╭─ Selected extract

Metaverse ethics
Introduction
Alternatively, Metavethics refers specifically to the ethics of human behavior towards the Metaverse, as it develops and grows as an advanced, pervasive immersive technology.[1].
While the challenges are as dated as the early attempts to create digital immersive environments in the form of social games (Second Life), thoughtful academic discussions started around the end of the second decade of the 2000s. Metavethics requires the combined expertise of specialists from numerous disciplines, who must explore, study and develop critical knowledge to inform the creation of the Metaverse. Additionally, one of their most important tasks will be to create, amend and re-frame laws, policies and regulations to the challenges and opportunities resulting from the scientific and technological achievements in artificial intelligence, blockchain, Web 3.0 and digital immersive technologies such as augmented reality, virtual reality, and mixed reality.
The main fields involved in the Metavethics are: computer science, artificial intelligence, philosophy, ethics, theology, biology, physiology, cognitive science, neurosciences, law, sociology, psychology, economics, and industrial design.
History and events
The Metaverse is not a recent concept. In 1992 Neal Stephenson wrote a science fiction novel, Snow Crash, in which the term Metaverse appeared for the first time as a virtual urban environment that runs around the circumference of a spherical planet[2].
Almost a decade later, in 2003, Linden Labs, a San Francisco-based company, created Second Life, a digital, virtual environment in which people could create avatars and immerse themselves in a digital life through the use of an Internet connection and a computer[3].
Following these early attempts to build digital immersive environments, investments from the gaming industry, including Roblox, Active Worlds, Epic Games and many other businesses, provided a fertile ground from which the Metaverse and its correlated applications started to be developed.
Around the end of the second decade of the 2000s, other tech businesses approached the Metaverse. With a rebranding effort, in 2021 the well-known social media company Facebook pivoted its brand to Meta Platforms, as a way to “bring together Facebook apps and technologies under one new company brand and focus on bringing the Metaverse to life by helping people connect, find communities and grow businesses[4]”.
Microsoft similarly invested in the immersive environment business by acquiring the gaming company Activision Blizzard in early 2022 and by implementing early-stage developments of avatars and digital immersive environments in their popular Microsoft Teams platform with Mesh.
Similarly, NVIDIA with the Omniverse promoted an easily extensible open platform built for virtual collaboration and real-time physically accurate simulation for creators to connect major design tools, assets, and projects to collaborate and iterate in a shared virtual spaces[5].

╰─
╭─ Stored data

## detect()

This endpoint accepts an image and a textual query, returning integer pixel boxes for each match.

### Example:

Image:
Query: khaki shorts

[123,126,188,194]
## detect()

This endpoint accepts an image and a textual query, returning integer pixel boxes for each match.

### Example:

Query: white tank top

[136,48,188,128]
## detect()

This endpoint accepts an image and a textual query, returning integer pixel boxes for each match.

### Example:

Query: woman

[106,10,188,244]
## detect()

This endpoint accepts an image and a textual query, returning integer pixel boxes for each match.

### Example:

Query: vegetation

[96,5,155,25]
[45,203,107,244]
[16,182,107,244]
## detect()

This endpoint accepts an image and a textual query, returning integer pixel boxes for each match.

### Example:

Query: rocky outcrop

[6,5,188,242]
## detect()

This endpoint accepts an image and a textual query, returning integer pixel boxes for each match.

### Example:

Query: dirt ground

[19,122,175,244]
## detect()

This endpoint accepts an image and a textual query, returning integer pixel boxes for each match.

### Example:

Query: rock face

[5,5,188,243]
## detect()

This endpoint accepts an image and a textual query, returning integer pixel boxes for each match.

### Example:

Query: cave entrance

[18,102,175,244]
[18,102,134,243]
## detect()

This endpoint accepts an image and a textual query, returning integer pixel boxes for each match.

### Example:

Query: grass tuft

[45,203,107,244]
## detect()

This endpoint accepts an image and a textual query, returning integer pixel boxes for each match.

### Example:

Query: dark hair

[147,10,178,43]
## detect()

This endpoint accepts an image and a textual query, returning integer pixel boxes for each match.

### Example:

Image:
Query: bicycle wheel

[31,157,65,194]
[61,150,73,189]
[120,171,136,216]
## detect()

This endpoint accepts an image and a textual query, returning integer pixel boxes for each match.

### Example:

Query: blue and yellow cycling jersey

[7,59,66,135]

╰─

_Instructions_
a – According to the text on Metaverse ethics, in what year did Linden Labs create Second Life?
b – Repeat word for word the passage of the text on Metaverse ethics from "Almost a decade" up to and including "and a computer[3].".

_Results of the tasks_
a – 2003

b –
Almost a decade later, in 2003, Linden Labs, a San Francisco-based company, created Second Life, a digital, virtual environment in which people could create avatars and immerse themselves in a digital life through the use of an Internet connection and a computer[3].